[CONJUNTO DE TAREFAS]:
• 1. Transcreva fielmente o trecho do excerto sobre o Besiktas que vai de "Com internacionais como" a "com a crise.".
• 2. Segundo o excerto sobre o Besiktas, em que ano Ahmet Nur Çebi venceu as eleições do clube?

[EXCERTO DO DOCUMENTO]:
----

Para tentar perceber a caminhada do Besiktas, o zerozero falou com o jornalista Kadir Onur Dinçer, do jornal turco Milliyet. Mas antes é necessário entender como é que os turcos chegaram a uma posição debilitada.
As águias negras estão habituadas a ganhar. Apesar de não serem a equipa mais titulada em Istambul, dividem a maioria dos títulos de campeão com Galatasaray e Fenerbahçe. Mas se vencer é um hábito, passar por uma crise que obriga a prescindir dos melhores jogadores já não é.
Com internacionais como Pepe, Quaresma, Álvaro Negredo e Vágner Love, o clube viu-se obrigado a diminuir a folha salarial, e os resultados refletiram isso mesmo. Na época posterior da glória, acabaram em 4º lugar, através dos eternos rivais e do Basaksehir.
Além do defesa-central, também Senol Günes, técnico que conquistou dois títulos de campeão (2015/16 e 2016/2017), não aguentou a má sequência de jogos e decidiu rumar à seleção turca. E como não há duas sem três, Ricardo Quaresma também saiu, devido à maneira como Fikret Orman (presidente na altura) lidou com a crise.
Com o Besiktas emergido num grave problema, Ahmet Nur Çebi ganhou as eleições em 2019, com mais de metade dos votos. Depois de Fikret Orman ter saído do cargo por causa dos maus resultados e afirmar que era «preciso sangue novo no clube», o turco assumiu o gigante de Istambul com o objetivo de voltar ao trilho das conquistas.

----

[LINHAS]:
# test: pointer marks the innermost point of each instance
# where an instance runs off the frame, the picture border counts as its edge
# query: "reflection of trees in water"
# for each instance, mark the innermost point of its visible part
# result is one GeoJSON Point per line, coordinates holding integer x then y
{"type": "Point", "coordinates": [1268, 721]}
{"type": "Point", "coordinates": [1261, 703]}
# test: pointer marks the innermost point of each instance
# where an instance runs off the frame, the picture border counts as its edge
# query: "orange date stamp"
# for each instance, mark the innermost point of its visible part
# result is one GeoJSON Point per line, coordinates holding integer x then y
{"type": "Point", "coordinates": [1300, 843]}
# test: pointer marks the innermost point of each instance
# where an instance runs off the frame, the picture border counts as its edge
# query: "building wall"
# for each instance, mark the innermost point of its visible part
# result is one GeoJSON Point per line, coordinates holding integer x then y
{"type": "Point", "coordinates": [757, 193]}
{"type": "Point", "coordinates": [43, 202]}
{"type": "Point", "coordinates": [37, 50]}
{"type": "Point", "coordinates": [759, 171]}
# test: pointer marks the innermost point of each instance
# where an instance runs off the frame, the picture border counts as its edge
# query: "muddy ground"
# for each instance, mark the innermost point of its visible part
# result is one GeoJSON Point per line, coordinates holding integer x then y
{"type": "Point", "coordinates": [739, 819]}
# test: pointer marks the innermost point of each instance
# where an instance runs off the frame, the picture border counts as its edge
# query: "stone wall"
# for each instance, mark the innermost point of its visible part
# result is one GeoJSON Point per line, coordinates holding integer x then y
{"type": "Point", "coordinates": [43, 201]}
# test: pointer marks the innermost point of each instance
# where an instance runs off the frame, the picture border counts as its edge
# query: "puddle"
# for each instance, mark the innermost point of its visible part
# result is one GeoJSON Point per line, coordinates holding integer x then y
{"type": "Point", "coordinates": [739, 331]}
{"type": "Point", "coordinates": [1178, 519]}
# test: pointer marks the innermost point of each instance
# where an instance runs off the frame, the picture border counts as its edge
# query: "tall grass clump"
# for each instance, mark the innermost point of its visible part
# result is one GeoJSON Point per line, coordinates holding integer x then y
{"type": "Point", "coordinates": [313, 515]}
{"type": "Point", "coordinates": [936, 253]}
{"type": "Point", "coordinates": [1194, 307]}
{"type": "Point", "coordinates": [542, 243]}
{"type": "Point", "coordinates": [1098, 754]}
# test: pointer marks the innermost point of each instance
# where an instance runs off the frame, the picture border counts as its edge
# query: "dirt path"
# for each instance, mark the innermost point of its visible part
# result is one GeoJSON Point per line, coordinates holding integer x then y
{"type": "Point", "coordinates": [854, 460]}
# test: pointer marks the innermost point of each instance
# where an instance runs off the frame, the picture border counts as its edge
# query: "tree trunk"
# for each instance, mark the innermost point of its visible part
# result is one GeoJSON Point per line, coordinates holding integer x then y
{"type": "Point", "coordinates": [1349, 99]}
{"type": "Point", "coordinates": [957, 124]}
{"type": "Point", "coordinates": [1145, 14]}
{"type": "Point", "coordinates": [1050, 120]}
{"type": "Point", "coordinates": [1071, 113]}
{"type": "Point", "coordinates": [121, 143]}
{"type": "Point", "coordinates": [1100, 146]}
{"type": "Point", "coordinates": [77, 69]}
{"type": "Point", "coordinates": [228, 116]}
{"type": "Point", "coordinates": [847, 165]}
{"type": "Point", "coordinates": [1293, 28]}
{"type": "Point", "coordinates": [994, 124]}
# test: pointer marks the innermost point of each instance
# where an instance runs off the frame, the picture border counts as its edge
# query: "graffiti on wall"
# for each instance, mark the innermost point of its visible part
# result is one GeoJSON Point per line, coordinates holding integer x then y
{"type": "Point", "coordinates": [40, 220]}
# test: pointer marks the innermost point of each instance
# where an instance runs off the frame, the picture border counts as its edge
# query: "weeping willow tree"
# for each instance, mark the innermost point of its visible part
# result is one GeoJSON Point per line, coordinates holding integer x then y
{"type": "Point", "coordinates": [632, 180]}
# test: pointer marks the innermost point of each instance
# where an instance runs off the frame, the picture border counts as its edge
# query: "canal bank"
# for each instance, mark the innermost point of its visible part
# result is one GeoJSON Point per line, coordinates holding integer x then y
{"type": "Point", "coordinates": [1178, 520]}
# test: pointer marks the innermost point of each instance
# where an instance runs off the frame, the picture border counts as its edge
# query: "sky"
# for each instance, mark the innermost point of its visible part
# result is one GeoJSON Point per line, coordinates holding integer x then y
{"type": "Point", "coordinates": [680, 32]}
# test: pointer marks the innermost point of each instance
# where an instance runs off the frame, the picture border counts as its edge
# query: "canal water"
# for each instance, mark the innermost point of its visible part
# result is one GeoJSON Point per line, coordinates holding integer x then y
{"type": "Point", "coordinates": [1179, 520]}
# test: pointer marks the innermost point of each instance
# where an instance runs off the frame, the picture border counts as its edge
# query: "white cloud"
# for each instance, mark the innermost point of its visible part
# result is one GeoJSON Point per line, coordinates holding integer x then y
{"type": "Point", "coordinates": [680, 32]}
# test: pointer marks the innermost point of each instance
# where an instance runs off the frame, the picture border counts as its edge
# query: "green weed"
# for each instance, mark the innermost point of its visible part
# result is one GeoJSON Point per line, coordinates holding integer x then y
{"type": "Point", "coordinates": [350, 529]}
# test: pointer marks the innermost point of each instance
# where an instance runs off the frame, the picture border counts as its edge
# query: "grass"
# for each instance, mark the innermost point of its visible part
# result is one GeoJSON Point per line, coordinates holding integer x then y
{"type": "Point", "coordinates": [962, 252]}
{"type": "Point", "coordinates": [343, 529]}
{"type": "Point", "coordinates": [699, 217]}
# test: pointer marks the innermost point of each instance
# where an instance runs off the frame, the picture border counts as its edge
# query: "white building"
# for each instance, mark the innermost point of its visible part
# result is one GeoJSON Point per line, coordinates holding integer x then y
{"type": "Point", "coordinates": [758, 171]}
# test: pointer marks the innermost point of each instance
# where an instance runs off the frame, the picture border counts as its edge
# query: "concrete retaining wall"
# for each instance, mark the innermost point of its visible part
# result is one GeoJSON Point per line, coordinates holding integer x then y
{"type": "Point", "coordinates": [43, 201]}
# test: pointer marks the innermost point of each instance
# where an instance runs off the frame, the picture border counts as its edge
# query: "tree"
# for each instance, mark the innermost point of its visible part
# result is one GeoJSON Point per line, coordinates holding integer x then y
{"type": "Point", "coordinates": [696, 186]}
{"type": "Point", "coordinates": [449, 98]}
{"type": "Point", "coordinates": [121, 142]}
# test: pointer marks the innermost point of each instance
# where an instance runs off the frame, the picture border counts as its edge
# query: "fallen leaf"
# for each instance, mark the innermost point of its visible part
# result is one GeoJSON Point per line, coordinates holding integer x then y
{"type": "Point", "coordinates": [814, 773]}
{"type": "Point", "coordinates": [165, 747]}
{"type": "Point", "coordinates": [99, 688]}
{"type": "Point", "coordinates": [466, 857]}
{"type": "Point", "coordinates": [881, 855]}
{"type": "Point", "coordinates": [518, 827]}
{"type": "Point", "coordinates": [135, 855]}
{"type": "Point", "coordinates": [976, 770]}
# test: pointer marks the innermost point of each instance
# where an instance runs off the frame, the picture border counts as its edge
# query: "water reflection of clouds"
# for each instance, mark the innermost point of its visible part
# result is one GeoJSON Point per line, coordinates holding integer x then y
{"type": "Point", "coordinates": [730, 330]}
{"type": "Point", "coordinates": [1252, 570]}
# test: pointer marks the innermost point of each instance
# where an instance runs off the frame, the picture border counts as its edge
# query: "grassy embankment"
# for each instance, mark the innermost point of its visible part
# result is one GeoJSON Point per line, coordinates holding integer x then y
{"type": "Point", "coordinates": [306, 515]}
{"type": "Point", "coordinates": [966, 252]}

----

[RESPOSTAS ÀS TAREFAS]:
• 1.
Com internacionais como Pepe, Quaresma, Álvaro Negredo e Vágner Love, o clube viu-se obrigado a diminuir a folha salarial, e os resultados refletiram isso mesmo. Na época posterior da glória, acabaram em 4º lugar, através dos eternos rivais e do Basaksehir.
Além do defesa-central, também Senol Günes, técnico que conquistou dois títulos de campeão (2015/16 e 2016/2017), não aguentou a má sequência de jogos e decidiu rumar à seleção turca. E como não há duas sem três, Ricardo Quaresma também saiu, devido à maneira como Fikret Orman (presidente na altura) lidou com a crise.

• 2. Em 2019.